[BEGIN]
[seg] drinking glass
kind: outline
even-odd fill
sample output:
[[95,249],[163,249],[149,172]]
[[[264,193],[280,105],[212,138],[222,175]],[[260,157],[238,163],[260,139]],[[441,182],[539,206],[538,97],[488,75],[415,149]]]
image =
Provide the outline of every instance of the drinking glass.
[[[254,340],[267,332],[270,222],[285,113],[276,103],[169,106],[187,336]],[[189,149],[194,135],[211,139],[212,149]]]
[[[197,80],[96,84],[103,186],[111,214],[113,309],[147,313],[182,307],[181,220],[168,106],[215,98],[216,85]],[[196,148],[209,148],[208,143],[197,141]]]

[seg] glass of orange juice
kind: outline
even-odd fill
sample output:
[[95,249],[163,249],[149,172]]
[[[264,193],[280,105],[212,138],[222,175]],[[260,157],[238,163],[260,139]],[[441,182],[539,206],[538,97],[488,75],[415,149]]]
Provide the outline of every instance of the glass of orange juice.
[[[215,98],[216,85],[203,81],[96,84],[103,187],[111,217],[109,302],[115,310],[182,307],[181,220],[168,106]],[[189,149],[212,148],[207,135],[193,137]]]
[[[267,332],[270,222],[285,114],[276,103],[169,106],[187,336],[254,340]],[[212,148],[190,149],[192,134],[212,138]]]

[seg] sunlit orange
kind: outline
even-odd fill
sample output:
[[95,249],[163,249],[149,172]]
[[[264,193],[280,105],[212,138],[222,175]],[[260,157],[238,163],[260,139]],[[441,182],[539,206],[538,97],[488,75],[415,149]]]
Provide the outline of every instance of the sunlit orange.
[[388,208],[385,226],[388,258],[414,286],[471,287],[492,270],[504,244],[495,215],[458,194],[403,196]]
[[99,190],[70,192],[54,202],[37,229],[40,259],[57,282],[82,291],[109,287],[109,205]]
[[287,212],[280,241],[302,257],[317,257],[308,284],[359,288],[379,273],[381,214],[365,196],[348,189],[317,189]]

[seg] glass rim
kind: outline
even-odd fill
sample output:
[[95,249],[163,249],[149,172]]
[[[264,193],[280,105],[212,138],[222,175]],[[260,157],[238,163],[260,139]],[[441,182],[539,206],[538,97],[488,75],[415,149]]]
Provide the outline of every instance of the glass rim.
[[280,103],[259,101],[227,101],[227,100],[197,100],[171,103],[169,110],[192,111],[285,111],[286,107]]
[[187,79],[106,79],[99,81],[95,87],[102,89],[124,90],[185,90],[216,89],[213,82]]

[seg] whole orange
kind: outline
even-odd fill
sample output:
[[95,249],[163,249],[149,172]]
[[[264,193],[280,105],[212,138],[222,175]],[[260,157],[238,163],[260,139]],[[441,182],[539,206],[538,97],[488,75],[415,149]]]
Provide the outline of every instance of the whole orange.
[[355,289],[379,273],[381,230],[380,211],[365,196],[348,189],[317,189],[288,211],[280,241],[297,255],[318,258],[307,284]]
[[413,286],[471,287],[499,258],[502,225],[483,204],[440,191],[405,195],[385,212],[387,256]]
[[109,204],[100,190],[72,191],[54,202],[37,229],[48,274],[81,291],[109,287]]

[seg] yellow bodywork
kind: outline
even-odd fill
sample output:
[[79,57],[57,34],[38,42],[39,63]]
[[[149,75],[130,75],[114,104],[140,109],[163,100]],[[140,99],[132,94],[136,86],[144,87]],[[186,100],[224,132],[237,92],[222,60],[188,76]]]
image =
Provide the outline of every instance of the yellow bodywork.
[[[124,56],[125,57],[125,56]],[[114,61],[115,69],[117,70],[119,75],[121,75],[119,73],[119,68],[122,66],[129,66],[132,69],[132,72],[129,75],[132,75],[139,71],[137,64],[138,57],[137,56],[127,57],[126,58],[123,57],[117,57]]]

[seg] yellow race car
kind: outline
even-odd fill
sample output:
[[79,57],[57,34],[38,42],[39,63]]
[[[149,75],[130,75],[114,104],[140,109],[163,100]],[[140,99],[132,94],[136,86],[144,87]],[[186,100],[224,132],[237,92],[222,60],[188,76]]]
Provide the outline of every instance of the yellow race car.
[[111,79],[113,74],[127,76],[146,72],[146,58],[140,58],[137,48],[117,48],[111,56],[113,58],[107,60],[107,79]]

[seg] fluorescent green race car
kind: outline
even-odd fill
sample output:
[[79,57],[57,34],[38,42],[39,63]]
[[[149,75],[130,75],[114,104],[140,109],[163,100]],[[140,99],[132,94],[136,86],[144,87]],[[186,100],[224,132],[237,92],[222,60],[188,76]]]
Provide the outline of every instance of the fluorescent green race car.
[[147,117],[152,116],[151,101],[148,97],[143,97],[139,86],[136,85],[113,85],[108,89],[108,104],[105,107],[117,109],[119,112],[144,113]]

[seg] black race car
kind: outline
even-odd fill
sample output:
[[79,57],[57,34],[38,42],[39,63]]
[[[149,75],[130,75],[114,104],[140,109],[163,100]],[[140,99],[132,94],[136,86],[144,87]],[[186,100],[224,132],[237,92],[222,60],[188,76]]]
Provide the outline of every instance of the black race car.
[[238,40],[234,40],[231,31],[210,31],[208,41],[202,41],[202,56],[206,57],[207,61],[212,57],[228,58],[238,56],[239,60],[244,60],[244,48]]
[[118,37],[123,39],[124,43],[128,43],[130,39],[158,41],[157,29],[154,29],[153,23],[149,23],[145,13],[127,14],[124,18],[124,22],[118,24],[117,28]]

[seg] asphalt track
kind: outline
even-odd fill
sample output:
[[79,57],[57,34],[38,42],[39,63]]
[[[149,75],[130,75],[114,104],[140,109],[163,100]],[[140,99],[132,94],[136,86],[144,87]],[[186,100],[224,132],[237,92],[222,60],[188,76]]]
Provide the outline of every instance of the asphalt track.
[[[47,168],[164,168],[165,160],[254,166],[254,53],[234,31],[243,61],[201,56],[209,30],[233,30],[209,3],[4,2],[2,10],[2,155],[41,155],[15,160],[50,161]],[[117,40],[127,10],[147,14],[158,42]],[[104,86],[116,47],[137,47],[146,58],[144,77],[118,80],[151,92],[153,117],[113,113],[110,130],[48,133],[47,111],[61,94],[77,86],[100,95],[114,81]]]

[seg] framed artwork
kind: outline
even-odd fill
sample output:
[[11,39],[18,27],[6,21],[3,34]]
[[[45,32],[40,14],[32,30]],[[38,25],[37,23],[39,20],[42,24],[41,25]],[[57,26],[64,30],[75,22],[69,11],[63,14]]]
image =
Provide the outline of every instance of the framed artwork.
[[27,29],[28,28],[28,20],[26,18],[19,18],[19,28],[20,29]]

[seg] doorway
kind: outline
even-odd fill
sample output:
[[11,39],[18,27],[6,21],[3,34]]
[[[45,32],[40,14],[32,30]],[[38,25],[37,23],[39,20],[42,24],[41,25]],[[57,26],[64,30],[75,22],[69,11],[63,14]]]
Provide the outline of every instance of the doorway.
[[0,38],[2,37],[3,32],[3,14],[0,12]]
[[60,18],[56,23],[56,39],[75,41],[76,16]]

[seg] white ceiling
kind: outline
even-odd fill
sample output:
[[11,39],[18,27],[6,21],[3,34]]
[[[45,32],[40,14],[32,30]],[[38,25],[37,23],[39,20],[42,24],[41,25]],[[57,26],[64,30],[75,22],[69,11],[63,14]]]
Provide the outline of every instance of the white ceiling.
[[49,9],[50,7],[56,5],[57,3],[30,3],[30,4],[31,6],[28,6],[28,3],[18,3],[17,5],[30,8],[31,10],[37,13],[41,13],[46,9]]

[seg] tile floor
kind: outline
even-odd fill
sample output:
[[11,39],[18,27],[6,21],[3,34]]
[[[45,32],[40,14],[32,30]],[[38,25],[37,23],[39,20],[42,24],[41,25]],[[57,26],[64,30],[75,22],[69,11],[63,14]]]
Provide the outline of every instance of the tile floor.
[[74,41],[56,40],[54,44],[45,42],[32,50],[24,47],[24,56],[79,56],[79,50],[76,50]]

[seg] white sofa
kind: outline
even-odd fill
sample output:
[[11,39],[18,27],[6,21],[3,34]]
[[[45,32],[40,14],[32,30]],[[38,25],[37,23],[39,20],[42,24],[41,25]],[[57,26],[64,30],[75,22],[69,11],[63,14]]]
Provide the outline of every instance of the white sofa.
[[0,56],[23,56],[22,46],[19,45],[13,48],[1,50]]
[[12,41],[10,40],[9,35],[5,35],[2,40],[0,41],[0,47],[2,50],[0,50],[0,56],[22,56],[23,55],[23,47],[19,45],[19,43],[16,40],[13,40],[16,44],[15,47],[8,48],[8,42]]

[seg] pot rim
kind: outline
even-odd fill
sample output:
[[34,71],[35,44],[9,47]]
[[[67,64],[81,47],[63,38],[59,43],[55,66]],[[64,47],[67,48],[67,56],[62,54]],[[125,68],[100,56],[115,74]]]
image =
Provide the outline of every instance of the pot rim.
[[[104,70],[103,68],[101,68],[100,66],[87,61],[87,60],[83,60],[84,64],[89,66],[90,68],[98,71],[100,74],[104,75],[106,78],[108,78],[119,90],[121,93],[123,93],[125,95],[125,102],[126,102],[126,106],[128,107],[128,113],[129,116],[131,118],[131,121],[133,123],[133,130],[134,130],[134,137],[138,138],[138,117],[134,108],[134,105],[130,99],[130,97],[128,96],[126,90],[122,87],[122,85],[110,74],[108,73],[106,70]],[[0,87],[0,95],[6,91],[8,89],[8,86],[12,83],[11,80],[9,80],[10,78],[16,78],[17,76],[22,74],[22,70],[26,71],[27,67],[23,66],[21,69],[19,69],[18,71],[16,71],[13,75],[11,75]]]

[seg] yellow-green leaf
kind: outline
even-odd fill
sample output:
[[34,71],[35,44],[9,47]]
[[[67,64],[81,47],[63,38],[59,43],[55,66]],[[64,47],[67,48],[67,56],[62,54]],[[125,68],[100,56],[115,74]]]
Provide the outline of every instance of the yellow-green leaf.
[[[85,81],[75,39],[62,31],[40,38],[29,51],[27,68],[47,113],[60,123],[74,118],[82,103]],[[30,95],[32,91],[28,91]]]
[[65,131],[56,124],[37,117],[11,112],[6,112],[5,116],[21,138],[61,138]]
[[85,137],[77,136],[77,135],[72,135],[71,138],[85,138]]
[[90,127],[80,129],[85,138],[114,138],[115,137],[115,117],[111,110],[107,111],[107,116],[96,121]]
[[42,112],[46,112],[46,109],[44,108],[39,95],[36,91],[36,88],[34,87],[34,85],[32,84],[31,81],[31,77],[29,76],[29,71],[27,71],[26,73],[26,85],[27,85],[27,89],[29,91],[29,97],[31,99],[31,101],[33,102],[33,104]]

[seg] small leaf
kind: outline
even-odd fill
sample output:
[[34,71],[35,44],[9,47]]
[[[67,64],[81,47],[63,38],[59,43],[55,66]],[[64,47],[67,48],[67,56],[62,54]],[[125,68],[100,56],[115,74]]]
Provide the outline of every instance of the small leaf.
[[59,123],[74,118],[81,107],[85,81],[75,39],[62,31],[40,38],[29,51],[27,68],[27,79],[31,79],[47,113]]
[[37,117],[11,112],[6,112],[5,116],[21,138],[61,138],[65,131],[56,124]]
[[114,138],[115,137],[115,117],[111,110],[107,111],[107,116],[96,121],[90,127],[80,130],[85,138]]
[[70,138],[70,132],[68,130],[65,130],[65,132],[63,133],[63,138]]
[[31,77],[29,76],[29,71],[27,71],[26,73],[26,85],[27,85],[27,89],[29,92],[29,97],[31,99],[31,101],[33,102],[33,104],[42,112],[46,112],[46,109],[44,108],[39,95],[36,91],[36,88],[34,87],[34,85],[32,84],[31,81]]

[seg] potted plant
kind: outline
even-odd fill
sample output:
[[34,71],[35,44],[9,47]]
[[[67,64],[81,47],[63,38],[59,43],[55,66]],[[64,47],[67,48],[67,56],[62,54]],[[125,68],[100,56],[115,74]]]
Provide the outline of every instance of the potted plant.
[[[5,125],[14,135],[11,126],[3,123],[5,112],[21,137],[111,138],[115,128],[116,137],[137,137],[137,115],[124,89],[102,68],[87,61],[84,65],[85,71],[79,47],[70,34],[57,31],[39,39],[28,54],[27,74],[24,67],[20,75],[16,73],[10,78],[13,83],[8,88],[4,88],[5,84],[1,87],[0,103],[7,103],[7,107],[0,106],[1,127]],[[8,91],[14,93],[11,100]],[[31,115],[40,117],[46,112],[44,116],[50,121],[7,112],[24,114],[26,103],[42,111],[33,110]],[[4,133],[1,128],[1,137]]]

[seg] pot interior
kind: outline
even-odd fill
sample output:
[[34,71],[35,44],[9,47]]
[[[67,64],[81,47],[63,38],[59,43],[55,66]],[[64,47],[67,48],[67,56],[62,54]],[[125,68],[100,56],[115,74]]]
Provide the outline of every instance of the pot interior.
[END]
# Stated task:
Write out the lines from the line with "[seg] black race car" to the line with "Provide the outline of every instance of the black", reproducing each one exactly and including both end lines.

# Answer to the problem:
[seg] black race car
kind: outline
even-odd fill
sample output:
[[79,57],[57,34],[38,42],[39,63]]
[[[149,75],[130,75],[114,104],[140,109],[163,100]],[[140,99],[132,94],[136,86],[144,87]],[[186,100],[224,132],[237,92],[222,60],[188,76]]]
Provide the outline of every instance of the black race car.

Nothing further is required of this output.